───── Data provided

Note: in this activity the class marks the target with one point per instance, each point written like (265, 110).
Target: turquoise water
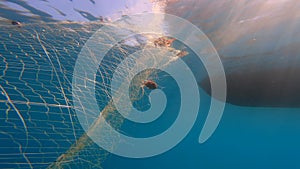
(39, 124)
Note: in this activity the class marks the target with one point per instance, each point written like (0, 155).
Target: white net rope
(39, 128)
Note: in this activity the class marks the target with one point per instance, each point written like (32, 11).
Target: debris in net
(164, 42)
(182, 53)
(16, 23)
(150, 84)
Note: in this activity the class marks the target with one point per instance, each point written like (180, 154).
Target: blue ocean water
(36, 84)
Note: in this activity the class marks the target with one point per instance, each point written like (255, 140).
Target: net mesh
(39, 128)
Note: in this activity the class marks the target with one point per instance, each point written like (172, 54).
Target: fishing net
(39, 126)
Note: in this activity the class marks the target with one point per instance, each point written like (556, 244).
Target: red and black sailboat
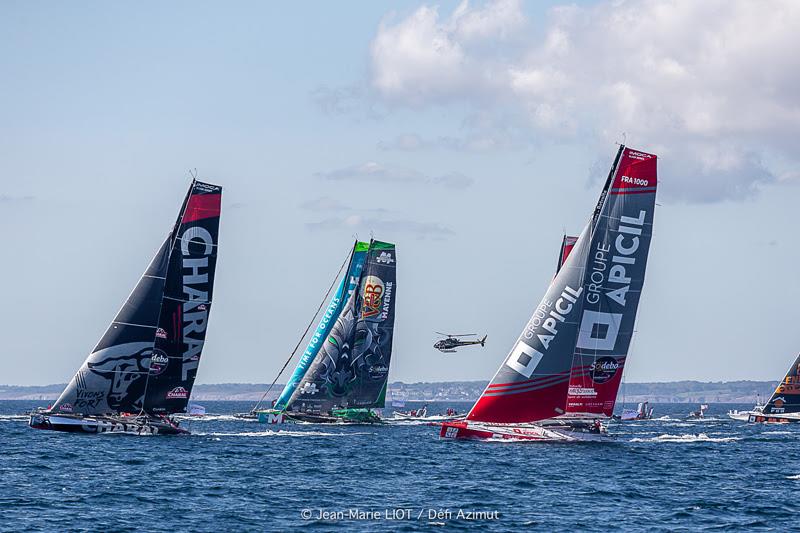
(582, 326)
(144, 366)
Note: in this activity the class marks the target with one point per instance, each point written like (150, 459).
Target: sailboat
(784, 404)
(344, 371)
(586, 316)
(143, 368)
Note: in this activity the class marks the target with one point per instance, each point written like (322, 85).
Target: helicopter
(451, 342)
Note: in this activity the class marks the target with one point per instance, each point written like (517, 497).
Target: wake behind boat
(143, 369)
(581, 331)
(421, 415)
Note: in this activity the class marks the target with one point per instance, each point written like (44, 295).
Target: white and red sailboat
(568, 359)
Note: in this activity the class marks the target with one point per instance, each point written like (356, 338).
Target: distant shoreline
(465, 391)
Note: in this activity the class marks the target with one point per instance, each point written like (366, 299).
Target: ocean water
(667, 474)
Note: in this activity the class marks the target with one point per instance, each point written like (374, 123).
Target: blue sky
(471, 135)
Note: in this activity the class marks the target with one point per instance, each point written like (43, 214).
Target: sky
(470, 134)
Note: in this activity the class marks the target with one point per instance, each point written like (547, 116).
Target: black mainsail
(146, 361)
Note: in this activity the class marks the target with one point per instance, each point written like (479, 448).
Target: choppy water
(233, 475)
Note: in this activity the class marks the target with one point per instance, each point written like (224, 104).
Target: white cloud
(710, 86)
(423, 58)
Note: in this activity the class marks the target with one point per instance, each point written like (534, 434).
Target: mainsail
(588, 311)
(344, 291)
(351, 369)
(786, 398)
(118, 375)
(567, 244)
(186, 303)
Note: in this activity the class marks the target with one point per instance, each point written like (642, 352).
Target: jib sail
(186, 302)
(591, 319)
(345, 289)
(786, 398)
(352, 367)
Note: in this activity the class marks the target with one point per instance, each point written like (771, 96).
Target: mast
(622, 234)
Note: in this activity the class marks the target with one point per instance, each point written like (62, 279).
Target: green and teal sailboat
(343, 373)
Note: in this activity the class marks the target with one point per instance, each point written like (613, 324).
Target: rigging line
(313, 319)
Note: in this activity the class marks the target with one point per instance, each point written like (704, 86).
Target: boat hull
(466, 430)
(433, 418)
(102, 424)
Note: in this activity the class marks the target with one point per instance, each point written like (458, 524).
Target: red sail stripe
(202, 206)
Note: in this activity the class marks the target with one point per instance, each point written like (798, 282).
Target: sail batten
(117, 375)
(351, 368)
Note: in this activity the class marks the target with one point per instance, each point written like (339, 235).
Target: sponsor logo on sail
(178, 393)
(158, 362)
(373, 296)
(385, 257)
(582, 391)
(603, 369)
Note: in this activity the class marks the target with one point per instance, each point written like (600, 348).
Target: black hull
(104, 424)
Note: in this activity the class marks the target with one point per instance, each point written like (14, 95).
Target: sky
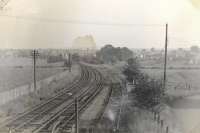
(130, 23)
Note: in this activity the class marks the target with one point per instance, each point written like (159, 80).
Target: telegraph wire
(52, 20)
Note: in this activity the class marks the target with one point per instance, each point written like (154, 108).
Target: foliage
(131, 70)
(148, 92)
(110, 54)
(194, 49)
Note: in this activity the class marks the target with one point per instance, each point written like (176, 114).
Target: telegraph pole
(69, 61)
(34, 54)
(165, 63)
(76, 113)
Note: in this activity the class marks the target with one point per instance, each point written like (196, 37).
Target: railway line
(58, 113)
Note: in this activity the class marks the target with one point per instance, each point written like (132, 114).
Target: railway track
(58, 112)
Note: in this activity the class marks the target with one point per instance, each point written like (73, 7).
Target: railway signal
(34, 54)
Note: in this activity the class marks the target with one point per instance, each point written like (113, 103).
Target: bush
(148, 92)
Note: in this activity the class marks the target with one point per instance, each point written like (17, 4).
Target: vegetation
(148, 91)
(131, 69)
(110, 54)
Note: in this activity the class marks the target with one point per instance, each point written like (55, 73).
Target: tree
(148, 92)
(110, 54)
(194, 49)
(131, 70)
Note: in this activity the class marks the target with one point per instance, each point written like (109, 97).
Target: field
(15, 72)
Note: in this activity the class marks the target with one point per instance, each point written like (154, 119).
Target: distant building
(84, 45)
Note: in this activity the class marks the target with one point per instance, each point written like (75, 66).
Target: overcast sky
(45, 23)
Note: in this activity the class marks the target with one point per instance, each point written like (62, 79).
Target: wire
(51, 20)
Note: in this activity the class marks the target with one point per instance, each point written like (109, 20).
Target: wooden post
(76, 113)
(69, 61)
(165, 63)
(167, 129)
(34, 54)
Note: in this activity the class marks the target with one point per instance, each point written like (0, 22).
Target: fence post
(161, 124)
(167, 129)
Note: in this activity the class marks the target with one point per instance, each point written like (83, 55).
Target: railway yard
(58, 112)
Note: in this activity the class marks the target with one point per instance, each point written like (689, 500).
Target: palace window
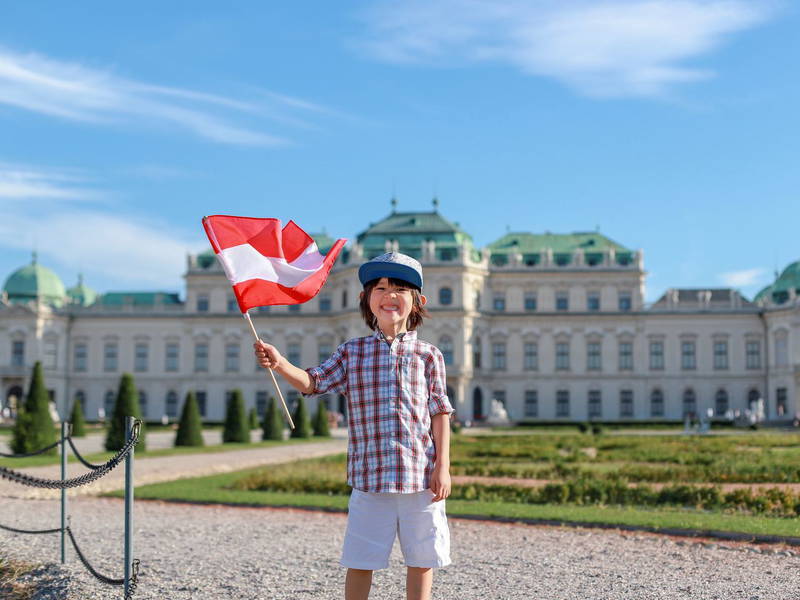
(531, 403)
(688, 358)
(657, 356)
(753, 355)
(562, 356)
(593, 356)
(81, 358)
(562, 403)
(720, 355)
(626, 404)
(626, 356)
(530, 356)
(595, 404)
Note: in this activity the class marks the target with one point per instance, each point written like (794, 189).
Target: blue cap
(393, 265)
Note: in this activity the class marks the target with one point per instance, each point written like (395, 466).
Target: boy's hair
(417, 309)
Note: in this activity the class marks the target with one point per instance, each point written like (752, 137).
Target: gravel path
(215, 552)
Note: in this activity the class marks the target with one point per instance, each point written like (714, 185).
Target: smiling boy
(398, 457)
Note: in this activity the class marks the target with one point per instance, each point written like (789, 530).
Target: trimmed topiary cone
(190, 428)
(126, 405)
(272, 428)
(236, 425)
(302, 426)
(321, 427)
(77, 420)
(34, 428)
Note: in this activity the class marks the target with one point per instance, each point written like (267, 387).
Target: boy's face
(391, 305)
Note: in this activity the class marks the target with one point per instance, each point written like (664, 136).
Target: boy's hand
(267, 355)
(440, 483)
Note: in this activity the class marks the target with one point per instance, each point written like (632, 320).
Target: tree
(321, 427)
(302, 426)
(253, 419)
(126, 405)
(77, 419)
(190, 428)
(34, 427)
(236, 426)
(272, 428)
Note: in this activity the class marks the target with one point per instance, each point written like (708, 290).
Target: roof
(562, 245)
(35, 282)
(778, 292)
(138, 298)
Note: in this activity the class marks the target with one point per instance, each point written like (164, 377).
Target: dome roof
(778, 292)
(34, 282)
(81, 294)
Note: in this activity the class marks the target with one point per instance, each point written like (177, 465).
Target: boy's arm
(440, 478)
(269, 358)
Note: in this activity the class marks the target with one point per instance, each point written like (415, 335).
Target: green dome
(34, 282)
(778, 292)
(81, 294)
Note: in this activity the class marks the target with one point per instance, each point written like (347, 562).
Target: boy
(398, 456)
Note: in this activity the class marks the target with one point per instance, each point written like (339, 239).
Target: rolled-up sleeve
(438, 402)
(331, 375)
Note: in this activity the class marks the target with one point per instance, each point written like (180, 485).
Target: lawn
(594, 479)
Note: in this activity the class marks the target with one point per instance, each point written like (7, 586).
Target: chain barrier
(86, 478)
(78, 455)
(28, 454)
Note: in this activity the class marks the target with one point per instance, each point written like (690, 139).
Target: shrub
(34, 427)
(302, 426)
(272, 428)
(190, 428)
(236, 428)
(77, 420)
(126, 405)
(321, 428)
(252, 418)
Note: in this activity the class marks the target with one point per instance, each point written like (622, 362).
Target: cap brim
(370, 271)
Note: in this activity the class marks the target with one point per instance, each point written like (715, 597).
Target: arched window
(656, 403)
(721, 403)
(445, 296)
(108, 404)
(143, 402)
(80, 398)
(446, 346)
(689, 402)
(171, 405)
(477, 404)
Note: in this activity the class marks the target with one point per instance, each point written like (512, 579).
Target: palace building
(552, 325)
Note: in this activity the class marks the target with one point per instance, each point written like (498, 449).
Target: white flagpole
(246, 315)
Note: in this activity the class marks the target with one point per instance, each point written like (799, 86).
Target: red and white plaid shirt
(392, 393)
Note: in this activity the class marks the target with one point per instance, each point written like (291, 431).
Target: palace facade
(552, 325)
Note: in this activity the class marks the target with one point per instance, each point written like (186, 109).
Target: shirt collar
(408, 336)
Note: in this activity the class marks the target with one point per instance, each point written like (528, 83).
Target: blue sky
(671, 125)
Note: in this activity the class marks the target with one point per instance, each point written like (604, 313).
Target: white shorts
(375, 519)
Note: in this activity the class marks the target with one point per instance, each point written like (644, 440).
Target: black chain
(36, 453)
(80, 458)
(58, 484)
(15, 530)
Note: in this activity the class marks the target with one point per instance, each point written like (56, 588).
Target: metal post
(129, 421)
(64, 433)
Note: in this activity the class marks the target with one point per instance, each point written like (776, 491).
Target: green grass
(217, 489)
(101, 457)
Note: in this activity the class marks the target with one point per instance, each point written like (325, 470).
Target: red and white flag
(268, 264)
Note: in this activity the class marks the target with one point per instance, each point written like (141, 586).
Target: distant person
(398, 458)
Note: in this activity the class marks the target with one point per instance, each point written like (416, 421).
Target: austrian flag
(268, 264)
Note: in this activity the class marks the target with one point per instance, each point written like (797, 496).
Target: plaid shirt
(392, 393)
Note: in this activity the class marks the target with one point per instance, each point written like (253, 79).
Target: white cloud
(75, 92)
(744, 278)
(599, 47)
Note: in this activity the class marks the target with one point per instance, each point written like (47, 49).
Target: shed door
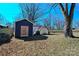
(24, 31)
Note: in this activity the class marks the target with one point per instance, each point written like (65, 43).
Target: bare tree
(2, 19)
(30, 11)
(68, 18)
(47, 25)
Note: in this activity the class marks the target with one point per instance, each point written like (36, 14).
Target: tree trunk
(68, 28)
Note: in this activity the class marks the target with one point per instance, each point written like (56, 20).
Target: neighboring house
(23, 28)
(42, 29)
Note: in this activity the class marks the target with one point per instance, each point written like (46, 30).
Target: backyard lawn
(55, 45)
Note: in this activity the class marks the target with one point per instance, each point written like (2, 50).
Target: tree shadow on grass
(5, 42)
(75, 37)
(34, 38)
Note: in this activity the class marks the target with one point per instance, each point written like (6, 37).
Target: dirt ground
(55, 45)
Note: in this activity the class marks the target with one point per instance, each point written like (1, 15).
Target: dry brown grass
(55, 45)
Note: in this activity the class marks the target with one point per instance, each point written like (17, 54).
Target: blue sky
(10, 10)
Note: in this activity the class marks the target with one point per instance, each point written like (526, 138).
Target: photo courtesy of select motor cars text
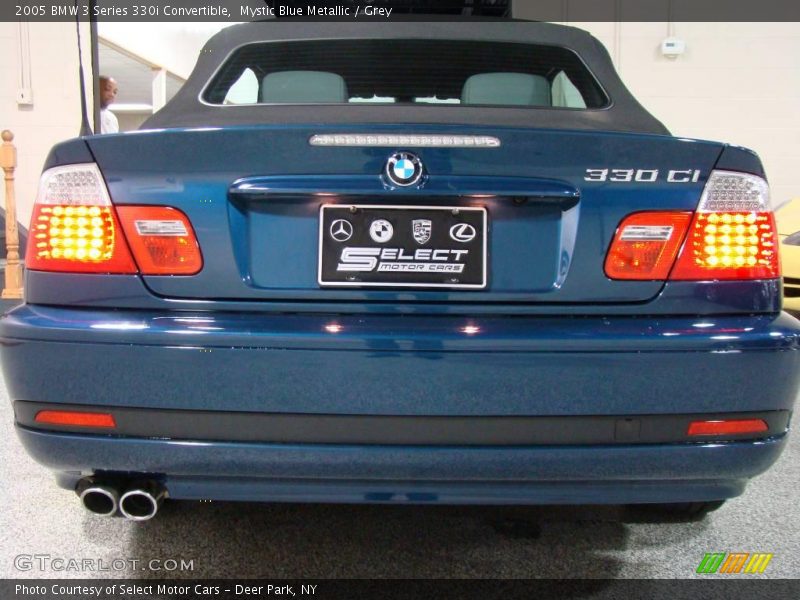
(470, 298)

──────────

**Task to carry out**
Look above for the line with "Target: sponsor logo on sail" and the line with "like (132, 114)."; set down those two lines and all lines between them exactly, without pictures and without anything else.

**Your solution**
Target: sponsor logo on sail
(178, 393)
(158, 362)
(373, 296)
(385, 257)
(582, 391)
(603, 369)
Note: in this activity the class marks the target with one point per instance, each point written like (600, 348).
Target: black hull
(104, 424)
Note: in this activity the class marks the target with one point per instance, each point written like (14, 95).
Target: sky
(130, 23)
Note: in this activity the class marks the target with one point per instance, each point written like (159, 80).
Target: telegraph wire
(52, 20)
Note: in this activity the class marks the target with one point per instance, each point written like (154, 108).
Target: foliage
(131, 70)
(148, 92)
(110, 54)
(194, 49)
Note: in this activity the class marks the target with one point per instance, each point written like (176, 114).
Target: telegraph pole
(69, 61)
(34, 54)
(165, 63)
(76, 113)
Note: in this activity the class marks the target with one point per instance, each point written like (196, 37).
Target: railway line
(58, 113)
Note: in this activity the class marks the target with one point per instance, each point written like (132, 114).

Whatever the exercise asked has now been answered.